INSTRUCTION A:
Copy out every line of the records that contains the word "ceiling".

EXCERPTED TEXT:
────────────────────────────────────────
[comp.lang.c] Do chars always fill words

rbutterworth@watmath.UUCP (01/27/87)
 > From: msb@sq.UUCP
 > > 1) BITS_PER_WORD%BITS_PER_BYTE need not necessarily be 0.
 > On the contrary, and contrary (it seems to me) to Doug Gwyn's earlier
 > posting (regarding byte-by-byte copying of objects), the Draft states
 > at section 1.5, page 2, lines 38-39 that:
 > # Except for bit-fields, objects are composed of contiguous sequences
 > # of one or more bytes ...
 > 
 > I claim that this is indeed desirable behavior, because it allows
 > functions such as memcpy() to work predictably.  Certainly it clashes
 > with architectures like the DECsystem-10's 7-bit chars in a 36-bit word,
 > but them's the breaks; I suspect that there are no C's now on such machines.

In his "unofficial" X3J11 response to Richard Stallman's original
article, Doug Gwyn indicated that copying an item simply by copying
its chars cannot be guaranteed to work.  This is because of the
existence of such machines.

My response to this was a request that X3J11 explicitly indicate
either that such machines cannot support ANSI C, or that they can
and explicitly state two of the implications.


 > From: ballou@brahms.Berkeley.EDU (Kenneth R. Ballou)
 > > 1) BITS_PER_WORD%BITS_PER_BYTE need not necessarily be 0.
 > I don't see how this can be, in view of section 1.5.  The last
 > sentence of the definition of "byte" reads:
 >     Except for bit-fields, objects are composed of contiguous
 >     sequences of one or more bytes, the number, order, and
 >     encoding of which are implementation-defined.

Perhaps some of the confusion arises from confusing bytes with chars.
Does the standard state that all bytes are equal?  For instance
if chars are 10 bits, and words are 32 bits, there are two bits
left over somewhere.  These are not in any of the chars making up
the word, but they must be part (in some implementation defined
manner) of one or two of the bytes within the word.

Whether this is a correct way of looking at things or not, I don't
know.  I do know (I received several mail messages) that there are
machines where the number of bits in a character is not an exact
divisor of the number of bits in a word.


 > From: drw@cullvax.UUCP (Dale Worley)
 > > 2) Given TypeA and TypeB, such that sizeof(TypeA) > sizeof(TypeB)
────────────────────────────────────────
SUPPLIED DATA:
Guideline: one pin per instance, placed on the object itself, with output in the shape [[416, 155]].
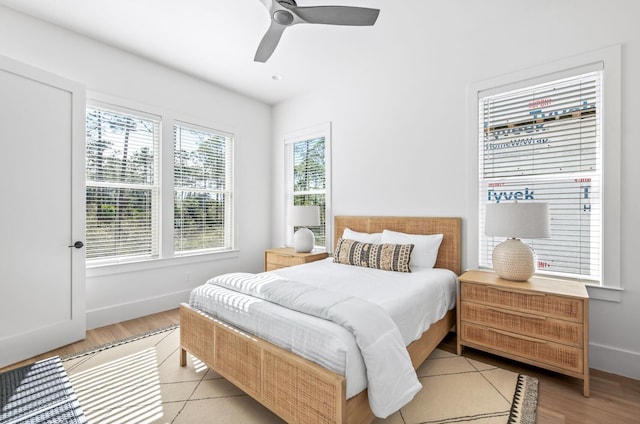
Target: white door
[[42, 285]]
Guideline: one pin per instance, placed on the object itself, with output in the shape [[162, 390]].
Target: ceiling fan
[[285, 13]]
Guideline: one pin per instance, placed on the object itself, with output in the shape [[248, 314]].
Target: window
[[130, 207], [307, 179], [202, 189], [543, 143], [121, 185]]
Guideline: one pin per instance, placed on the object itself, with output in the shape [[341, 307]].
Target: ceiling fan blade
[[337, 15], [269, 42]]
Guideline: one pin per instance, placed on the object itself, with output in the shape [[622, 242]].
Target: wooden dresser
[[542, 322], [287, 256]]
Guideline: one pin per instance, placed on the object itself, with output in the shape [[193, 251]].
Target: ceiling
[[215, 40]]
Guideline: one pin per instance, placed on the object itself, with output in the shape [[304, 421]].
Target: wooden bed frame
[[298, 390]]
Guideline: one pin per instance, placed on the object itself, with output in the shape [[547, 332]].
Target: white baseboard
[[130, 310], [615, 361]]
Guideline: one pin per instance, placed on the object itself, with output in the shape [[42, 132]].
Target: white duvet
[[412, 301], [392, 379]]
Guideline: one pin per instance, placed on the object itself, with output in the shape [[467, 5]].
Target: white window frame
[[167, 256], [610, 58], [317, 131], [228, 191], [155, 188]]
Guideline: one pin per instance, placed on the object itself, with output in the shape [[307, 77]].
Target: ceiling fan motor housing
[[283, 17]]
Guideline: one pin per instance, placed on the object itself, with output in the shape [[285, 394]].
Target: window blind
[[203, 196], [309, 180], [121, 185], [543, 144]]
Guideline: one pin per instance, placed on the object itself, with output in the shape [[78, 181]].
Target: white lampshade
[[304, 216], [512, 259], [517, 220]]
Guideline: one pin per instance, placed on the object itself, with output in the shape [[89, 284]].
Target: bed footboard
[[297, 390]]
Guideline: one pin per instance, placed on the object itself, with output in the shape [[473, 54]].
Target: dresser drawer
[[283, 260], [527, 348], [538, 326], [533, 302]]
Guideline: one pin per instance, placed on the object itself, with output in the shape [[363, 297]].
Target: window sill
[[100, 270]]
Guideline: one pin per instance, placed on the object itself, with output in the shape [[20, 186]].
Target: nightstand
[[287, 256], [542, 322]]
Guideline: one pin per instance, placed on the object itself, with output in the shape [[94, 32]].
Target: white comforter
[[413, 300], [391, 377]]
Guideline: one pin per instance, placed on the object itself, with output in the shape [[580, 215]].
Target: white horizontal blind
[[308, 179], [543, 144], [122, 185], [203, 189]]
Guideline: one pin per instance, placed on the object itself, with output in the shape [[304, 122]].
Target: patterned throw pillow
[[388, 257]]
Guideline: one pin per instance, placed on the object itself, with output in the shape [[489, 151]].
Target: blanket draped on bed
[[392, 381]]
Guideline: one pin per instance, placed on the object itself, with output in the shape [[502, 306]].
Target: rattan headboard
────────────────────────────────────────
INSTRUCTION B:
List every address containing an @ sign that appears in the comp.lang.c thread.

EXPECTED OUTPUT A:
Target: ceiling fan
Target: ceiling fan blade
Target: ceiling
Target: ceiling fan motor housing

EXPECTED OUTPUT B:
rbutterworth@watmath.UUCP
msb@sq.UUCP
ballou@brahms.Berkeley.EDU
drw@cullvax.UUCP